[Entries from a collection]
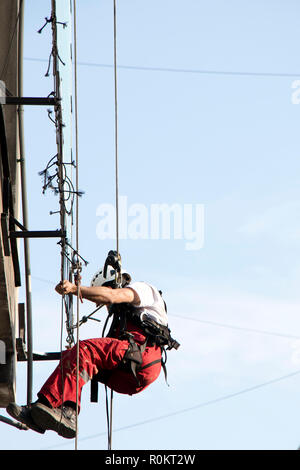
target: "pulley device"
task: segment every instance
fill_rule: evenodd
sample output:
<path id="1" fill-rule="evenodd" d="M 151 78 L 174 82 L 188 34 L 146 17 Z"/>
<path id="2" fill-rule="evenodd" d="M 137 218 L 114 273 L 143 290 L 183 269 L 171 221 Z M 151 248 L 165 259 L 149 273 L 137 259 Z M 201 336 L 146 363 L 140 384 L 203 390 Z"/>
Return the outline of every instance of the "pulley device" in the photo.
<path id="1" fill-rule="evenodd" d="M 107 277 L 108 267 L 111 266 L 115 270 L 115 286 L 122 287 L 122 271 L 121 271 L 121 256 L 117 251 L 110 250 L 104 263 L 103 276 Z"/>

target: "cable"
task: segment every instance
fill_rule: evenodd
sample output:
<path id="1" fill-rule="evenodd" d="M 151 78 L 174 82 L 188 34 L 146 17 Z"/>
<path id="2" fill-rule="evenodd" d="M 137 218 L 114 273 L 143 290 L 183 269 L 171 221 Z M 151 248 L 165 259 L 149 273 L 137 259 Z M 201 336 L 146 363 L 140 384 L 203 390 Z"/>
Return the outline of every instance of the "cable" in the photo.
<path id="1" fill-rule="evenodd" d="M 244 389 L 239 390 L 237 392 L 228 393 L 228 394 L 222 395 L 218 398 L 214 398 L 212 400 L 208 400 L 208 401 L 198 403 L 197 405 L 190 406 L 188 408 L 183 408 L 181 410 L 173 411 L 171 413 L 166 413 L 166 414 L 161 415 L 161 416 L 156 416 L 154 418 L 145 419 L 145 420 L 139 421 L 137 423 L 132 423 L 132 424 L 128 424 L 126 426 L 122 426 L 120 428 L 116 428 L 116 429 L 114 429 L 114 432 L 120 432 L 120 431 L 125 431 L 126 429 L 132 429 L 132 428 L 135 428 L 135 427 L 138 427 L 138 426 L 144 426 L 145 424 L 154 423 L 154 422 L 161 421 L 161 420 L 164 420 L 164 419 L 167 419 L 167 418 L 171 418 L 173 416 L 178 416 L 180 414 L 188 413 L 190 411 L 195 411 L 195 410 L 198 410 L 200 408 L 204 408 L 206 406 L 215 405 L 215 404 L 220 403 L 222 401 L 230 400 L 231 398 L 236 398 L 240 395 L 244 395 L 246 393 L 254 392 L 255 390 L 259 390 L 261 388 L 267 387 L 269 385 L 273 385 L 273 384 L 281 382 L 283 380 L 290 379 L 290 378 L 295 377 L 299 374 L 300 374 L 300 369 L 296 370 L 295 372 L 291 372 L 289 374 L 282 375 L 280 377 L 276 377 L 275 379 L 271 379 L 271 380 L 268 380 L 266 382 L 262 382 L 260 384 L 253 385 L 252 387 L 247 387 L 247 388 L 244 388 Z M 81 441 L 86 441 L 86 440 L 89 440 L 89 439 L 94 439 L 94 438 L 99 437 L 99 436 L 103 436 L 105 434 L 106 434 L 105 432 L 101 432 L 101 433 L 98 433 L 98 434 L 85 436 L 85 437 L 81 438 L 80 440 Z M 52 446 L 51 448 L 60 447 L 62 445 L 65 445 L 65 444 L 58 444 L 56 446 Z M 50 449 L 50 447 L 48 449 Z"/>
<path id="2" fill-rule="evenodd" d="M 73 0 L 73 28 L 74 28 L 74 101 L 75 101 L 75 153 L 76 153 L 76 252 L 79 253 L 79 167 L 78 167 L 78 99 L 77 99 L 77 18 L 76 0 Z M 79 264 L 79 260 L 77 261 Z M 77 266 L 77 347 L 76 347 L 76 436 L 75 450 L 78 449 L 78 402 L 79 402 L 79 300 L 80 300 L 80 273 Z"/>
<path id="3" fill-rule="evenodd" d="M 24 60 L 32 62 L 47 62 L 45 59 L 36 57 L 25 57 Z M 100 64 L 93 62 L 78 62 L 78 65 L 83 67 L 100 67 L 100 68 L 113 68 L 111 64 Z M 285 72 L 241 72 L 234 70 L 203 70 L 203 69 L 184 69 L 175 67 L 144 67 L 138 65 L 118 65 L 119 69 L 124 70 L 137 70 L 144 72 L 169 72 L 169 73 L 186 73 L 186 74 L 198 74 L 198 75 L 228 75 L 228 76 L 245 76 L 245 77 L 299 77 L 300 72 L 296 73 L 285 73 Z"/>
<path id="4" fill-rule="evenodd" d="M 36 277 L 36 276 L 31 276 L 31 277 L 32 277 L 32 279 L 35 279 L 39 282 L 49 283 L 49 284 L 52 284 L 53 286 L 56 285 L 56 283 L 54 281 L 50 281 L 49 279 L 44 279 L 44 278 Z M 220 327 L 220 328 L 228 328 L 228 329 L 232 329 L 232 330 L 245 331 L 245 332 L 249 332 L 249 333 L 268 335 L 268 336 L 275 336 L 275 337 L 279 337 L 279 338 L 300 339 L 300 336 L 291 335 L 291 334 L 288 334 L 288 333 L 276 333 L 274 331 L 259 330 L 258 328 L 248 328 L 248 327 L 244 327 L 244 326 L 238 326 L 238 325 L 231 325 L 231 324 L 227 324 L 227 323 L 215 322 L 215 321 L 212 321 L 212 320 L 201 320 L 200 318 L 192 318 L 192 317 L 187 317 L 185 315 L 176 315 L 174 313 L 169 313 L 168 316 L 175 317 L 175 318 L 180 318 L 182 320 L 188 320 L 188 321 L 194 321 L 194 322 L 197 322 L 197 323 L 203 323 L 203 324 L 206 324 L 206 325 L 216 326 L 216 327 Z"/>
<path id="5" fill-rule="evenodd" d="M 259 330 L 259 329 L 256 329 L 256 328 L 247 328 L 247 327 L 243 327 L 243 326 L 228 325 L 226 323 L 219 323 L 219 322 L 214 322 L 214 321 L 210 321 L 210 320 L 201 320 L 199 318 L 185 317 L 183 315 L 169 314 L 169 316 L 173 316 L 173 317 L 176 317 L 176 318 L 182 318 L 184 320 L 191 320 L 191 321 L 195 321 L 195 322 L 198 322 L 198 323 L 204 323 L 204 324 L 207 324 L 207 325 L 218 326 L 218 327 L 221 327 L 221 328 L 230 328 L 230 329 L 233 329 L 233 330 L 247 331 L 249 333 L 258 333 L 258 334 L 262 334 L 262 335 L 278 336 L 278 337 L 281 337 L 281 338 L 289 338 L 289 339 L 300 339 L 300 336 L 296 336 L 296 335 L 290 335 L 290 334 L 285 334 L 285 333 L 275 333 L 275 332 L 272 332 L 272 331 Z"/>
<path id="6" fill-rule="evenodd" d="M 118 83 L 117 83 L 117 11 L 114 0 L 114 92 L 115 92 L 115 179 L 116 179 L 116 249 L 119 255 L 119 174 L 118 174 Z"/>

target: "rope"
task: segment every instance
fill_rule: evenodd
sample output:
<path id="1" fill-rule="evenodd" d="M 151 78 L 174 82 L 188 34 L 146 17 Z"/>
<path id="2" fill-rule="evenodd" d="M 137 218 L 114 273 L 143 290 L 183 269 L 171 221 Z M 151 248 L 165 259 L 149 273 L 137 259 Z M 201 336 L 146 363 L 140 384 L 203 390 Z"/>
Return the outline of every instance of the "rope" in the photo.
<path id="1" fill-rule="evenodd" d="M 113 1 L 114 17 L 114 93 L 115 93 L 115 186 L 116 186 L 116 251 L 119 253 L 119 155 L 118 155 L 118 80 L 117 80 L 117 5 Z M 116 275 L 117 276 L 117 275 Z M 120 276 L 122 276 L 120 274 Z M 117 278 L 118 284 L 121 279 Z M 112 414 L 113 414 L 113 390 L 110 391 L 110 411 L 108 411 L 108 399 L 106 392 L 106 415 L 108 423 L 108 450 L 112 449 Z"/>

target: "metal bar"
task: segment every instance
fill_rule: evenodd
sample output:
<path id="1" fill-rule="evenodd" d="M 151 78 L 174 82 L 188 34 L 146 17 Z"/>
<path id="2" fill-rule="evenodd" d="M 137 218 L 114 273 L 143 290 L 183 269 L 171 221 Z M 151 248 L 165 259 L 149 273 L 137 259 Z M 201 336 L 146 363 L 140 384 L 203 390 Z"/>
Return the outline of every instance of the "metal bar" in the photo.
<path id="1" fill-rule="evenodd" d="M 22 97 L 22 96 L 6 96 L 4 104 L 19 106 L 57 106 L 59 100 L 57 98 L 43 97 Z"/>
<path id="2" fill-rule="evenodd" d="M 59 361 L 61 359 L 61 352 L 45 352 L 45 353 L 32 353 L 33 361 Z M 18 362 L 26 362 L 27 355 L 20 355 Z"/>
<path id="3" fill-rule="evenodd" d="M 10 418 L 6 418 L 5 416 L 0 415 L 0 421 L 5 424 L 9 424 L 10 426 L 14 426 L 15 428 L 21 429 L 22 431 L 28 431 L 28 427 L 23 424 L 19 423 L 18 421 L 13 421 Z"/>
<path id="4" fill-rule="evenodd" d="M 24 0 L 19 2 L 19 30 L 18 30 L 18 96 L 23 97 L 23 31 L 24 31 Z M 22 100 L 21 100 L 22 101 Z M 18 103 L 18 137 L 20 148 L 20 176 L 23 225 L 28 227 L 27 182 L 24 146 L 24 109 Z M 12 232 L 10 232 L 12 233 Z M 11 238 L 11 241 L 14 239 Z M 14 240 L 15 241 L 15 240 Z M 25 264 L 25 291 L 26 291 L 26 327 L 27 327 L 27 405 L 32 402 L 33 362 L 32 362 L 32 299 L 31 299 L 31 270 L 30 249 L 28 238 L 24 238 L 24 264 Z"/>
<path id="5" fill-rule="evenodd" d="M 10 232 L 10 238 L 63 238 L 65 232 L 62 230 L 18 230 Z"/>

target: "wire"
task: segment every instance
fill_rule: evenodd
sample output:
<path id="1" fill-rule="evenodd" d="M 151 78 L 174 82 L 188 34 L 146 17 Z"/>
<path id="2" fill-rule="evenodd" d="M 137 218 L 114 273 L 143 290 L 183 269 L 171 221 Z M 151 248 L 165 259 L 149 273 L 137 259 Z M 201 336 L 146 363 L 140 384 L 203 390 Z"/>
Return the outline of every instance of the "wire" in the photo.
<path id="1" fill-rule="evenodd" d="M 73 0 L 73 28 L 74 28 L 74 101 L 75 101 L 75 153 L 76 153 L 76 252 L 79 253 L 79 151 L 78 151 L 78 99 L 77 99 L 77 13 L 76 0 Z M 80 274 L 79 259 L 77 259 L 77 347 L 76 347 L 76 436 L 75 450 L 78 448 L 78 412 L 79 412 L 79 300 L 80 300 Z"/>
<path id="2" fill-rule="evenodd" d="M 114 92 L 115 92 L 115 179 L 116 179 L 116 243 L 119 255 L 119 162 L 118 162 L 118 82 L 117 82 L 117 11 L 114 0 Z"/>
<path id="3" fill-rule="evenodd" d="M 239 390 L 237 392 L 228 393 L 226 395 L 222 395 L 222 396 L 214 398 L 212 400 L 208 400 L 208 401 L 198 403 L 198 404 L 196 404 L 194 406 L 190 406 L 188 408 L 183 408 L 183 409 L 180 409 L 180 410 L 177 410 L 177 411 L 173 411 L 171 413 L 166 413 L 164 415 L 156 416 L 154 418 L 145 419 L 145 420 L 139 421 L 137 423 L 132 423 L 132 424 L 128 424 L 126 426 L 122 426 L 120 428 L 116 428 L 116 429 L 114 429 L 114 432 L 120 432 L 120 431 L 125 431 L 126 429 L 132 429 L 132 428 L 136 428 L 138 426 L 144 426 L 146 424 L 154 423 L 154 422 L 161 421 L 161 420 L 164 420 L 164 419 L 168 419 L 168 418 L 171 418 L 173 416 L 178 416 L 180 414 L 189 413 L 190 411 L 195 411 L 195 410 L 198 410 L 200 408 L 204 408 L 206 406 L 212 406 L 212 405 L 215 405 L 217 403 L 221 403 L 223 401 L 230 400 L 232 398 L 236 398 L 240 395 L 245 395 L 247 393 L 254 392 L 256 390 L 262 389 L 262 388 L 267 387 L 269 385 L 273 385 L 275 383 L 282 382 L 283 380 L 290 379 L 290 378 L 295 377 L 299 374 L 300 374 L 300 369 L 298 369 L 294 372 L 291 372 L 289 374 L 282 375 L 280 377 L 276 377 L 275 379 L 271 379 L 271 380 L 259 383 L 257 385 L 253 385 L 252 387 L 247 387 L 247 388 L 244 388 L 244 389 Z M 86 441 L 86 440 L 94 439 L 94 438 L 99 437 L 99 436 L 103 436 L 105 434 L 106 434 L 105 432 L 101 432 L 101 433 L 98 433 L 98 434 L 85 436 L 85 437 L 81 438 L 80 440 L 81 441 Z M 57 446 L 52 446 L 51 448 L 60 447 L 61 445 L 65 445 L 65 444 L 59 444 Z M 49 447 L 49 449 L 50 449 L 50 447 Z"/>
<path id="4" fill-rule="evenodd" d="M 201 320 L 199 318 L 185 317 L 183 315 L 169 314 L 169 316 L 176 317 L 176 318 L 182 318 L 184 320 L 195 321 L 195 322 L 198 322 L 198 323 L 204 323 L 204 324 L 207 324 L 207 325 L 218 326 L 218 327 L 221 327 L 221 328 L 230 328 L 230 329 L 233 329 L 233 330 L 247 331 L 249 333 L 258 333 L 258 334 L 262 334 L 262 335 L 278 336 L 278 337 L 281 337 L 281 338 L 289 338 L 289 339 L 300 339 L 300 336 L 296 336 L 296 335 L 290 335 L 290 334 L 285 334 L 285 333 L 276 333 L 276 332 L 273 332 L 273 331 L 259 330 L 259 329 L 256 329 L 256 328 L 247 328 L 247 327 L 243 327 L 243 326 L 229 325 L 229 324 L 226 324 L 226 323 L 219 323 L 219 322 L 214 322 L 214 321 L 210 321 L 210 320 Z"/>
<path id="5" fill-rule="evenodd" d="M 25 57 L 24 60 L 32 62 L 47 62 L 45 59 L 36 57 Z M 94 62 L 78 62 L 78 65 L 83 67 L 100 67 L 100 68 L 113 68 L 111 64 L 101 64 Z M 205 70 L 205 69 L 184 69 L 176 67 L 144 67 L 138 65 L 118 65 L 119 69 L 124 70 L 137 70 L 144 72 L 169 72 L 169 73 L 186 73 L 198 75 L 228 75 L 228 76 L 241 76 L 241 77 L 299 77 L 300 72 L 286 73 L 286 72 L 242 72 L 234 70 Z"/>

▶ _WORK TO BE COMPLETED_:
Please count the lines in the items above that contain the word "wire", treating case as significant, and give only the number.

▶ _THE ANSWER_:
2